╭─ Extracted material

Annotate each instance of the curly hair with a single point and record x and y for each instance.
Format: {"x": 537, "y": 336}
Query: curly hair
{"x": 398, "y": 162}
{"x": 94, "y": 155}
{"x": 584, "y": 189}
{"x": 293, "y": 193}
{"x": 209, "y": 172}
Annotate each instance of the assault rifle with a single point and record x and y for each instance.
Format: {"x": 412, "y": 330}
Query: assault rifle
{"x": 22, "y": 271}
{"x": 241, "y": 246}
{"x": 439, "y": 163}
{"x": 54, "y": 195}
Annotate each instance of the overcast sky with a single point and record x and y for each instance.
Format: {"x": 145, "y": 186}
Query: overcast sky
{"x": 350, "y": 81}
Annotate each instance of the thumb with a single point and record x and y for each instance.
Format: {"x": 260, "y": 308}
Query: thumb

╰─

• _Task details_: After reading each line of the data, give only the number of lines that include the word "thumb".

• _Your response_: 2